- [What to do]
Search the data for the word "When" and copy every line that contains it.

- [Information]

********

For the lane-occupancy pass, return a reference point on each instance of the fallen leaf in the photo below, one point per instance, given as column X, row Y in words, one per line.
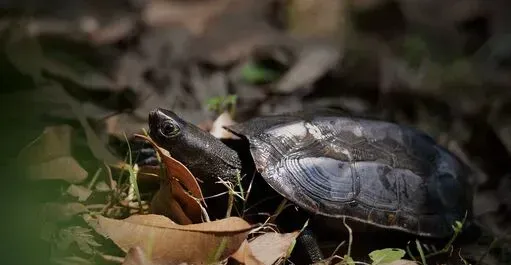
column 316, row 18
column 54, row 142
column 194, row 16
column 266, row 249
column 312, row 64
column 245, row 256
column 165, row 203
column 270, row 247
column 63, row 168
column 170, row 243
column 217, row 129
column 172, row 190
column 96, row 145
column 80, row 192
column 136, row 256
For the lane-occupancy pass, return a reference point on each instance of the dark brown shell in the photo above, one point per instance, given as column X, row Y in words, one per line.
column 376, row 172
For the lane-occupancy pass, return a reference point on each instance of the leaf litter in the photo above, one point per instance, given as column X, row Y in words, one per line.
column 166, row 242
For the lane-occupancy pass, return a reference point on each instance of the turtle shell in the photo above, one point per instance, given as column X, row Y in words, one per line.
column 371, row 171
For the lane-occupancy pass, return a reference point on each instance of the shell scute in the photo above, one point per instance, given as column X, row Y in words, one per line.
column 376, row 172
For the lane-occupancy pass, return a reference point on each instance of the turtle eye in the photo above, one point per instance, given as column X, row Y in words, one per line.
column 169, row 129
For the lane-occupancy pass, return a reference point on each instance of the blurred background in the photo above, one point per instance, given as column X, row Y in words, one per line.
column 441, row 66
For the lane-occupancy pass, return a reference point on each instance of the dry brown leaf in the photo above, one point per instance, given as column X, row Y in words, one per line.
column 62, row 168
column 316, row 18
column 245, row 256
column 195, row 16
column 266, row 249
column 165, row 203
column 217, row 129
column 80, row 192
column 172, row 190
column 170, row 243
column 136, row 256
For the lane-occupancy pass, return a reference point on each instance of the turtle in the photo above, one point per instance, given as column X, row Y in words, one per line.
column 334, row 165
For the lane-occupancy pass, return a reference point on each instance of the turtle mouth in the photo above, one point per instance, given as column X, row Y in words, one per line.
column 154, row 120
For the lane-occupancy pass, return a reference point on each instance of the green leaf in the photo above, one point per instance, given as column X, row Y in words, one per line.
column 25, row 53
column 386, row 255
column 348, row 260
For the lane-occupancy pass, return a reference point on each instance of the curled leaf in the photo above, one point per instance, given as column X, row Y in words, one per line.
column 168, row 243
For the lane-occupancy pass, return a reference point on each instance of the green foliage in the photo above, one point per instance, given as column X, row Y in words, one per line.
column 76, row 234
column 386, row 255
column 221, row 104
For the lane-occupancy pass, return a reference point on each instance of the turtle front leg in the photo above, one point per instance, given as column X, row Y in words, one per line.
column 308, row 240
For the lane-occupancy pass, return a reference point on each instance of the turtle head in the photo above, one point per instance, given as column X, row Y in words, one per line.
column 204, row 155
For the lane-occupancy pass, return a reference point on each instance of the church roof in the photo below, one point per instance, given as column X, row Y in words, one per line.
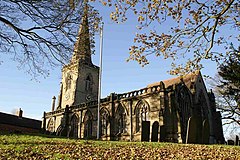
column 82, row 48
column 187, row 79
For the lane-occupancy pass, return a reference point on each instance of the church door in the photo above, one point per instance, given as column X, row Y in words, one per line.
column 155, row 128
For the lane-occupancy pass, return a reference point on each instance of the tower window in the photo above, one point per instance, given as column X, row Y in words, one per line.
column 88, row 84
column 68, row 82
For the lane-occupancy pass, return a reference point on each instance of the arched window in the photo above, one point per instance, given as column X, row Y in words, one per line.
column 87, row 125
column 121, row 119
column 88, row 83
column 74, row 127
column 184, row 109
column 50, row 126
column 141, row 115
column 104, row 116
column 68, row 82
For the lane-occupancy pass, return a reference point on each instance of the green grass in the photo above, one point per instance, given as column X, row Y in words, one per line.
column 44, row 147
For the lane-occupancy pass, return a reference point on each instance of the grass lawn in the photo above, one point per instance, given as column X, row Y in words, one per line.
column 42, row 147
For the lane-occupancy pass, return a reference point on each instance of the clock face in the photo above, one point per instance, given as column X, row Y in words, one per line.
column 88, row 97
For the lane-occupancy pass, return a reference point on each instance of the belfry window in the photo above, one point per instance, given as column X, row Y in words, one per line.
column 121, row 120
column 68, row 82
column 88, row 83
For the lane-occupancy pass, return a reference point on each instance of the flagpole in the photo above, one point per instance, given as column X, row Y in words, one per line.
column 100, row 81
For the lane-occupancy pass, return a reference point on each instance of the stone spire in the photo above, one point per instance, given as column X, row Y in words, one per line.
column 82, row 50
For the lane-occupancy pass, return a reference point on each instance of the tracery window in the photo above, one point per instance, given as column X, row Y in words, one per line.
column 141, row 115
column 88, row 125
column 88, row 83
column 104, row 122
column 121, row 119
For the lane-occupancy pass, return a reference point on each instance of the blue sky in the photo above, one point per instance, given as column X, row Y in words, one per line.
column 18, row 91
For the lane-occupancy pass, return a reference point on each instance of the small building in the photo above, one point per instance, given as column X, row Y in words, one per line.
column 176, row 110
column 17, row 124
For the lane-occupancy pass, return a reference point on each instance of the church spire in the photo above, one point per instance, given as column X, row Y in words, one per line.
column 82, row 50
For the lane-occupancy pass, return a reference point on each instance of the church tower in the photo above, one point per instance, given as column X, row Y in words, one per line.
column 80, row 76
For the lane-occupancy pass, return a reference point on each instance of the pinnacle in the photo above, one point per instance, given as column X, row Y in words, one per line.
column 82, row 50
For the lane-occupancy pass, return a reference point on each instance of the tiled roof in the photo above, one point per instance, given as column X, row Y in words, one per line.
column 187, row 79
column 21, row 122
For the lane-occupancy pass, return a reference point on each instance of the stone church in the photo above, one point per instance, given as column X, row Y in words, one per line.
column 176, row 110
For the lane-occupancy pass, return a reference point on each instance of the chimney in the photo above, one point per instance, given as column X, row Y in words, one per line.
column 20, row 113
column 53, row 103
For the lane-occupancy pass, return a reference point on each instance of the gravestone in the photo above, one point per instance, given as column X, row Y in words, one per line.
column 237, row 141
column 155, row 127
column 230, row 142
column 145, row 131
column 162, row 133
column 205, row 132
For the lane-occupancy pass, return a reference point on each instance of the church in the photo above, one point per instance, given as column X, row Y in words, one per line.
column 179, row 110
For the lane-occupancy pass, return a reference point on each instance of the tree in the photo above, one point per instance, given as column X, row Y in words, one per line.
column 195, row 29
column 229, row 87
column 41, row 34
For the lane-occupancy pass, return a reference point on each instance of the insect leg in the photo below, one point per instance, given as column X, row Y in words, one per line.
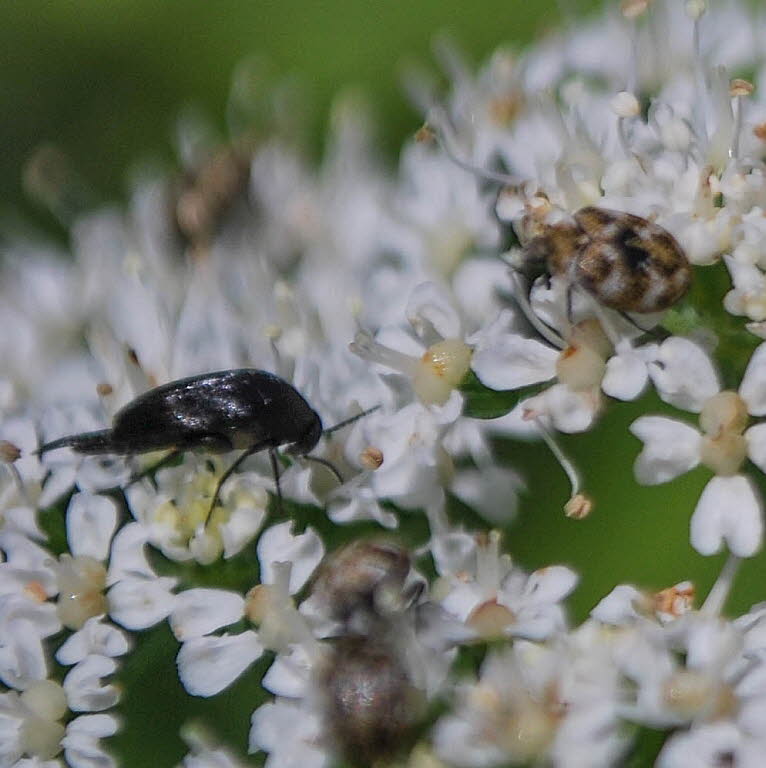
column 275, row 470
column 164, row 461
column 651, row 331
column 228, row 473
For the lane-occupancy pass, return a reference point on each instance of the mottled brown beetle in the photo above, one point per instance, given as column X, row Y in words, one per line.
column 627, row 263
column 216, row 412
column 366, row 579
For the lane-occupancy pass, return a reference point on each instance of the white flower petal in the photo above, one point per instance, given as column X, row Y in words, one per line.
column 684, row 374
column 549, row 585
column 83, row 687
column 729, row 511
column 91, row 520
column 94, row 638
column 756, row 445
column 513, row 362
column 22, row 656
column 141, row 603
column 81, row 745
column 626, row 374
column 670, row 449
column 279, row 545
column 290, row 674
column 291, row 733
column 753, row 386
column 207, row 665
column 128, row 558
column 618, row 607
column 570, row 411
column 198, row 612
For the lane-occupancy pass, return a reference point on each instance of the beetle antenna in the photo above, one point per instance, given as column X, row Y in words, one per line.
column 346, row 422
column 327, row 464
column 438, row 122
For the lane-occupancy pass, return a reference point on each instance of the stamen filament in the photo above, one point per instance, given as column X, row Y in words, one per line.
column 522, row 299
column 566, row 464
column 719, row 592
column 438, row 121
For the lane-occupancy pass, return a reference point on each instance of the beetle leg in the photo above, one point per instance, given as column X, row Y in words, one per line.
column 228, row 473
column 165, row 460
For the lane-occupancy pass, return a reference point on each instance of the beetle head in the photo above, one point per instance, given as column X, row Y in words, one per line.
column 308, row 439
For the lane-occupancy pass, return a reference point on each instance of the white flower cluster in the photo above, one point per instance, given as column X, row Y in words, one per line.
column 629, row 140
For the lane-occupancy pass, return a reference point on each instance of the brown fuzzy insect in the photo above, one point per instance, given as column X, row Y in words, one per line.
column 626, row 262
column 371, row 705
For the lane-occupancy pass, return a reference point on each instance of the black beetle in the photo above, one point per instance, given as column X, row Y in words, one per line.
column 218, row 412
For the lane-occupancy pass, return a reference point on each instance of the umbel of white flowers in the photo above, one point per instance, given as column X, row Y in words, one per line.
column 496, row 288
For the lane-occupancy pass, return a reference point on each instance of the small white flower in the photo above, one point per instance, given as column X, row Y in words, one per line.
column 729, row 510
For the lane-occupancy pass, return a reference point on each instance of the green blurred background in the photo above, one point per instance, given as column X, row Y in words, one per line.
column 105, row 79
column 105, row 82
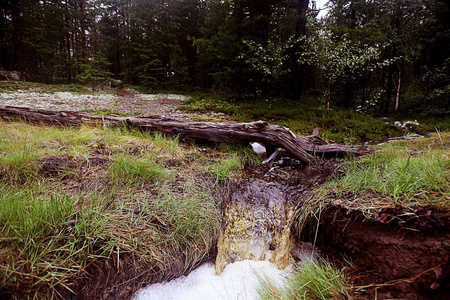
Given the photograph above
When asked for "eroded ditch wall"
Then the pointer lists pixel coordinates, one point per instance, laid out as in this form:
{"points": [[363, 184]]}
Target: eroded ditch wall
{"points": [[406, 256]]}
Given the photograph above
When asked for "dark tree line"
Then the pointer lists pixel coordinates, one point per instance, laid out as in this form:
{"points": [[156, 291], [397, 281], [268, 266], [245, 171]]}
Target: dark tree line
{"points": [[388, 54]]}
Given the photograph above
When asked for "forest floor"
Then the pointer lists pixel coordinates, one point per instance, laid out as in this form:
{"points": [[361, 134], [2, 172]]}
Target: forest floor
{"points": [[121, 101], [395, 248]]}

********

- [Output of the task]
When asked for "eroded ditch wall"
When asked for "dark tree line"
When asked for "forest floor"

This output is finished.